Consigne 1
Indiquez si chacune des affirmations suivantes concorde avec l'extrait sur la prière silencieuse chrétienne, reproduit plus bas : (a) les moyens de la pratique chrétienne diffèrent de ceux de la pratique bouddhiste ; (b) l'hésychasme est une pratique monastique qui recherche la paix dans la présence de Dieu ; (c) le moine cité écrivait au XIIe siècle. Répondez par oui ou par non en citant à l'identique les mots décisifs de l'extrait.
Consigne 2
Poursuivez l'extrait sur la prière silencieuse chrétienne à partir de l'endroit où il s'arrête.

Extrait
On pourrait trouver bien d’autres exemples de cette pratique de l’assise silencieuse chez des chrétiens. Mais il est nécessaire d’explorer surtout la question de savoir s’il s’agit d’une pratique qui rejoint celle de tous ceux qui s’assoient en silence, et qui est donc équivalente de la pratique bouddhiste, par exemple, ou si cette pratique a une couleur particulière chez les chrétiens. Disons le rapidement : si les moyens utilisés sont les mêmes, assise calme et silencieuse, attention portée au fait d’être présent, la finalité de la pratique est bien spécifique. Il s’agit pour les chrétiens de se rendre présent à Dieu qui est présent, à Dieu qui les précèdent dans cette présence. La prière est relation entre une personne humaine et Dieu. Poursuivons notre exploration rapide de la tradition chrétienne en étant attentif à cette spécificité.

Au Moyen Âge tardif : la présence de Dieu... Dans l’orthodoxie, la longue tradition de prière silencieuse, souvent appuyée sur la répétition intérieure du nom de Jésus, va devenir la forme majeure de la prière dans le contexte de l’hésychasme, pratique monastique qui recherche la paix dans la présence de Dieu. Dire le nom de Jésus dans le silence, c’est se recentrer inlassablement sur sa présence, dans le souvenir de ce qu’il est. Un moine de l’Orient chrétien écrit au XIVe siècle : « Assis dans ta demeure, souviens-toi de Dieu, élève ton intelligence hors de tout, porte-toi vers Dieu sans rien dire, répands devant lui l’état de ton cœur, et attache-toi à lui de tout ton amour. Car le souvenir de Dieu est la contemplation même de Dieu, qui appelle à lui la vision et le désir de l’intelligence, et l’entoure de la lumière qui vient de lui » (Sur la profession monastique de Théolepte de Philadelphie, cité dans la Philocalie, d’Olivier Clément, DDB).

Liste des lignes
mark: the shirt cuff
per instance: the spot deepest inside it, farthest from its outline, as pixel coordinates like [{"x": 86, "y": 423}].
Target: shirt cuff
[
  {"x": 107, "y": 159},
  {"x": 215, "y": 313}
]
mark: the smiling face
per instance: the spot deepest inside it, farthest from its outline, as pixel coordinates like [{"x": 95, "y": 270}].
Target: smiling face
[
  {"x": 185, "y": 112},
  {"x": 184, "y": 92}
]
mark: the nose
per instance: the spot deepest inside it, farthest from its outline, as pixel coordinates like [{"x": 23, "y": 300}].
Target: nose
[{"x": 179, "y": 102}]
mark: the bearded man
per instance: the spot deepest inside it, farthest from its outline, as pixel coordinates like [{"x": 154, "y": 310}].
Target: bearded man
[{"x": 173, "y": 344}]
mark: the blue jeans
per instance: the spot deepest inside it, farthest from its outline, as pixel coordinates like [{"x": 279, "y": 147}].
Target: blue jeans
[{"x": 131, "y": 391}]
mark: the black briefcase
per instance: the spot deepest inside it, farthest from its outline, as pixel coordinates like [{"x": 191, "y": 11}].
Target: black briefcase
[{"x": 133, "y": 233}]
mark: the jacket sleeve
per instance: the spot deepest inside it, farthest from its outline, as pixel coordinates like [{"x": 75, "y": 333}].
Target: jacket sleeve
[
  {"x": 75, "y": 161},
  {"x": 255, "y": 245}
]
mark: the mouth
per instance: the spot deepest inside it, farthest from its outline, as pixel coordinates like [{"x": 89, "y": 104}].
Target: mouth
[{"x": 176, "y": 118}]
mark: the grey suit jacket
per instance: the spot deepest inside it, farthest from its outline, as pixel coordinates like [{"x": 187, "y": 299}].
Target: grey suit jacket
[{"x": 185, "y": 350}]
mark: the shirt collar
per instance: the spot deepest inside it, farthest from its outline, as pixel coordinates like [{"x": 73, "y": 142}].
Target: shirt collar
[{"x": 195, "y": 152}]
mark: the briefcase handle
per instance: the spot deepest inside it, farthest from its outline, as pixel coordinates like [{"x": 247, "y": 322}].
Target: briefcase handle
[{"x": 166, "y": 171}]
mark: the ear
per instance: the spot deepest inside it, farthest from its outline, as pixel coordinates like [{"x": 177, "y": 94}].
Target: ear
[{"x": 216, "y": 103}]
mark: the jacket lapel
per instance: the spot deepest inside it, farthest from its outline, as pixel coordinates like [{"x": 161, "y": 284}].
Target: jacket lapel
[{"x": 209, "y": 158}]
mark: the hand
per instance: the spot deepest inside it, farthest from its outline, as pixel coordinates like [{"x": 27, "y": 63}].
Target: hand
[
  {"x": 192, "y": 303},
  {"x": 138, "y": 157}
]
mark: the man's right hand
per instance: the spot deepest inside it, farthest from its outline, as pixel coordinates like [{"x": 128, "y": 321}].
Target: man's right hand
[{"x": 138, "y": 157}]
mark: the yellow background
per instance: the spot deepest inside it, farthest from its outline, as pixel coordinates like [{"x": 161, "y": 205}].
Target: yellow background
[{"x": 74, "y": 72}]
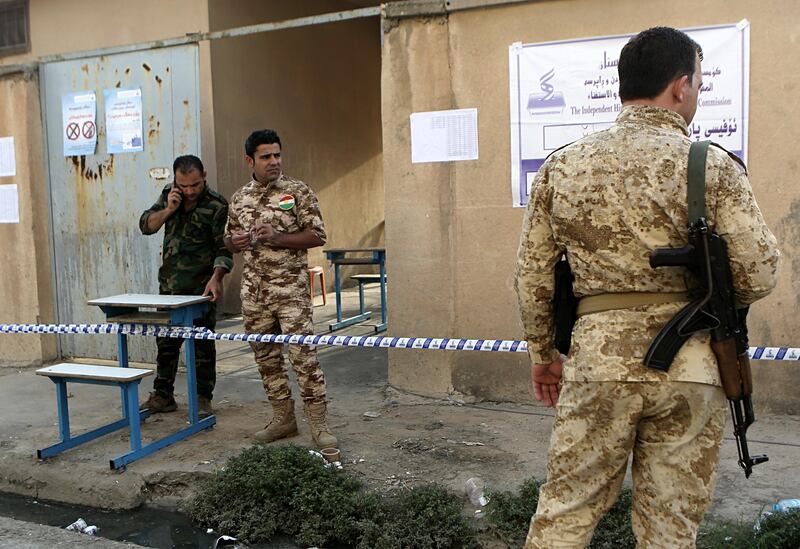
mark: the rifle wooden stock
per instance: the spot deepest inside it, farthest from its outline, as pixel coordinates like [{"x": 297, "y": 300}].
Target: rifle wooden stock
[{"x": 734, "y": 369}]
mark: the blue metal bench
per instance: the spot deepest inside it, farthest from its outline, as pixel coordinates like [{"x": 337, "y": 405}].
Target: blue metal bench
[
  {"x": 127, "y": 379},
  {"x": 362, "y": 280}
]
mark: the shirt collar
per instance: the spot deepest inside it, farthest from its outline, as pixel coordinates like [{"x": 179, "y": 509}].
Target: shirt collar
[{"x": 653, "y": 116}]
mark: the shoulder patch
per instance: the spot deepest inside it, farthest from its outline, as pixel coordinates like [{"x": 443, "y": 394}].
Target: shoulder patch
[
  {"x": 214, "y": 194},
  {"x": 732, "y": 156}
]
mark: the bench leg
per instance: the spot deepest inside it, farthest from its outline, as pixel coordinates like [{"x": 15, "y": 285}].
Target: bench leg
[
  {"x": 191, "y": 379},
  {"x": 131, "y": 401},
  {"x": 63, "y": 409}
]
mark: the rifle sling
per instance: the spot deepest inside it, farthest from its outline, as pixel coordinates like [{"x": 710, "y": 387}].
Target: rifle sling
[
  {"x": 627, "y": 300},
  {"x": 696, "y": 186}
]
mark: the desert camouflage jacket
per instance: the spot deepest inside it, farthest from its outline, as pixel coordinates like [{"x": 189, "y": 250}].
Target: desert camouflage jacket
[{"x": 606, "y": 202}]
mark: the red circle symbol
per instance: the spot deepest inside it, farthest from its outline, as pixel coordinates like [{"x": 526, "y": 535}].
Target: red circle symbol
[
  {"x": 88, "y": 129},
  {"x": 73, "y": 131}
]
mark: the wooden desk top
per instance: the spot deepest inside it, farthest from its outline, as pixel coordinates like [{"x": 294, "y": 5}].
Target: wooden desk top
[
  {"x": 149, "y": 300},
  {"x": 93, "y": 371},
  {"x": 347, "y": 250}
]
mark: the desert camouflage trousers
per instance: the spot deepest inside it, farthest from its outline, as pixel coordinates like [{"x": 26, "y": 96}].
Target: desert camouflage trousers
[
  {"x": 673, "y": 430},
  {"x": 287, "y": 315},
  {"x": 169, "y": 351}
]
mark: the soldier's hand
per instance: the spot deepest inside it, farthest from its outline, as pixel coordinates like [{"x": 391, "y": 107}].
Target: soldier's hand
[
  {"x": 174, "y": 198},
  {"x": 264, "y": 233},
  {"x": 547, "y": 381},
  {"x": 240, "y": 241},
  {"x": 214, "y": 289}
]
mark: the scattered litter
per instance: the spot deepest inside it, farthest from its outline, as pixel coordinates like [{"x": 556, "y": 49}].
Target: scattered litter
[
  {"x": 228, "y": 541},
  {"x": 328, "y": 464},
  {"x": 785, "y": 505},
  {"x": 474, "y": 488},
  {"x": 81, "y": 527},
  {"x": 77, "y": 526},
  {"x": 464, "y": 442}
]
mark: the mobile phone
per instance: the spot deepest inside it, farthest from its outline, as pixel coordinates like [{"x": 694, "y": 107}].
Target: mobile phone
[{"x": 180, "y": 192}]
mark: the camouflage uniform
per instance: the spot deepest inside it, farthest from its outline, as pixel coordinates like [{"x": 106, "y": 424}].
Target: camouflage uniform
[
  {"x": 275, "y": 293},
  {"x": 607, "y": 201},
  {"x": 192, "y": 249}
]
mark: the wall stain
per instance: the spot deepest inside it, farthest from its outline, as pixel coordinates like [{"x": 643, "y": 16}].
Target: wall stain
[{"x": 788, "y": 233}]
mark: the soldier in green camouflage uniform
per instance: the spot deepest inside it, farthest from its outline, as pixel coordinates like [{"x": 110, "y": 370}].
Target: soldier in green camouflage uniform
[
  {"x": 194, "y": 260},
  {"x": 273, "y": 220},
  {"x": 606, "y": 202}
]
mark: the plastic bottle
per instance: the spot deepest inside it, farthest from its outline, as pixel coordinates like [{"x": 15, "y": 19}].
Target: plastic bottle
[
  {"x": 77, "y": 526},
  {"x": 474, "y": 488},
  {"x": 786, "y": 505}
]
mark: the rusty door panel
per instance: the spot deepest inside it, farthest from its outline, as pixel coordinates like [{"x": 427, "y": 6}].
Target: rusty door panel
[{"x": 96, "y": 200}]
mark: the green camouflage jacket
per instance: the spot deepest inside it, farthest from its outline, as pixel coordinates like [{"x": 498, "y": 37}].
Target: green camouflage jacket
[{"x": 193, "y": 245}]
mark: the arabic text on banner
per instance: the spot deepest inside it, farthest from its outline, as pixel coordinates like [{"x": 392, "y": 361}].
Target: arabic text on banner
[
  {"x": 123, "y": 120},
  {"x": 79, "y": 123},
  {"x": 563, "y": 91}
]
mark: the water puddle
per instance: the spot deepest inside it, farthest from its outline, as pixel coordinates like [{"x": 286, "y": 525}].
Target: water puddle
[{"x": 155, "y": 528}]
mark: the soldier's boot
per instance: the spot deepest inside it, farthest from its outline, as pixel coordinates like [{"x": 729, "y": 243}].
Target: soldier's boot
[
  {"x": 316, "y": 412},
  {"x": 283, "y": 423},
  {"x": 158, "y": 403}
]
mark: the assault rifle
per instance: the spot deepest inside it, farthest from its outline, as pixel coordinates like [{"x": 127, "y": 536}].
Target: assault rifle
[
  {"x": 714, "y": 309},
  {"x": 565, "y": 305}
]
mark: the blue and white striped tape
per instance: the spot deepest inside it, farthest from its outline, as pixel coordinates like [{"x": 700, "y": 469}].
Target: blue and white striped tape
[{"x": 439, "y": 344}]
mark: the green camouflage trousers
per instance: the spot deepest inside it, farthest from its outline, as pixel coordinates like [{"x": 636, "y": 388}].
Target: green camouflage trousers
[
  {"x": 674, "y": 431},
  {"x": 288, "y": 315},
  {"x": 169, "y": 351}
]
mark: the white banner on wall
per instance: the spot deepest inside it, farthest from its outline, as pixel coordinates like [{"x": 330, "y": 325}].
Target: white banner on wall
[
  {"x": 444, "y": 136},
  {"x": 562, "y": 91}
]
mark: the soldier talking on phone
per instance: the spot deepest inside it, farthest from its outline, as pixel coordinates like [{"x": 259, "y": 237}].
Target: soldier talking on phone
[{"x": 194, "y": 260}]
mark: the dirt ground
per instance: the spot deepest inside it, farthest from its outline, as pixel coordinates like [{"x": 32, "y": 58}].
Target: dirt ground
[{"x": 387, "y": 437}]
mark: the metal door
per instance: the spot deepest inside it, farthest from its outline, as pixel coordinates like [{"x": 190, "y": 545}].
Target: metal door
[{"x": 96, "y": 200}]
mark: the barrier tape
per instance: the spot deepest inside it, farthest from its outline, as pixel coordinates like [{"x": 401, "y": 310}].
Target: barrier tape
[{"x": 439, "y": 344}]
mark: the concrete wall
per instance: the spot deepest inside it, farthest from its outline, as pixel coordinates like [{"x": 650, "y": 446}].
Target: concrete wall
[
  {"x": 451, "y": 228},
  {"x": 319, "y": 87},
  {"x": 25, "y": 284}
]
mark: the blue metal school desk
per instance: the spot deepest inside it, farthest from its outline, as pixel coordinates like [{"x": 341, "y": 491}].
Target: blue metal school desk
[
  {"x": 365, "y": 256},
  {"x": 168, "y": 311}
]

Résultat de l'exercice 1
(a) Non : « si les moyens utilisés sont les mêmes ».
(b) Oui : « pratique monastique qui recherche la paix dans la présence de Dieu ».
(c) Non : « Un moine de l’Orient chrétien écrit au XIVe siècle ».

Résultat de l'exercice 2
C’est dans ce milieu spirituel que s’est développée ce que l’on appelle aujourd’hui prière de Jésus ou prière du cœur, qui est une prière continue, ne nécessitant pas l’assise, par laquelle on répète inlassablement sur le souffle : « Seigneur Jésus, fils du Dieu vivant, prends pitié de moi pécheur. » Cette pratique fait partie du paysage de notre réflexion, en particulier parce que beaucoup d’occidentaux ont redécouvert la prière contemplative à son école ; pourtant elle n’est pas exactement de l’ordre de la méditation assise et silencieuse.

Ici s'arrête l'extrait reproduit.